## Text
-=-=-=-=-
I understand that you have been in direct correspondence with Nigel Chapman, Director World Service, about this issue (in addition of course to recent exchanges in the press) and that Nigel has outlined in some detail the reasons for the changes to the service. I believe he has also offered you a meeting to explain the thinking behind them, and I hope that if it is convenient for you to do so you will feel able to take him up on this offer.
There are a number of new points in your letter, and I have therefore asked Nigel Chapman for his input into this response. I hope that you will feel it answers your concerns.
I should say first that I am sorry to learn that you do not agree with the changes to the service. However I hope you will accept that it is the BBC’s responsibility to make what changes it believes to be necessary for the benefit of its audiences. These changes were approved by the BBC Trust and fully discussed with the Foreign and Commonwealth Office, who I understand firmly support them. Like the BBC, they believe that they offer the best means of serving our audiences.
Your letter refers to the BBC’s Royal Charter, which you believe specifies that the BBC must “offer thoughtful programmes that allow for genuine discussion of political and cultural matters from a number of points of view”. We firmly believe that the World Service offers precisely the programmes which you describe. I think the most relevant part of the Charter on this point is in the Agreement (CM 6872). This says (para 1O.b) that the BBC Trust must ensure that the BBC “brings high quality international news coverage to international audiences”, and (para 64.6.a) that the World Service objectives must include “the provision of an accurate, unbiased and independent news service, covering international and national developments”.
-=-=-=-=-
## Exercise description
Decide whether each statement agrees with the letter about the World Service changes: (a) the BBC Trust approved the changes, (b) Nigel Chapman refused to meet the writer's correspondent, (c) the Foreign and Commonwealth Office opposed the changes. For each, answer yes or no and quote the words from the letter that settle it.

## Supplied information
-=-=-=-=-
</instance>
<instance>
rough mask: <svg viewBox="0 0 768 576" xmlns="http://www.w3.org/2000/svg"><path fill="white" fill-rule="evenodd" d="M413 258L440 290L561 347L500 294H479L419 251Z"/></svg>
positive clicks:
-=-=-=-=-
## Task output
(a) Yes: "These changes were approved by the BBC Trust"
(b) No: "I believe he has also offered you a meeting to explain the thinking behind them"
(c) No: "who I understand firmly support them"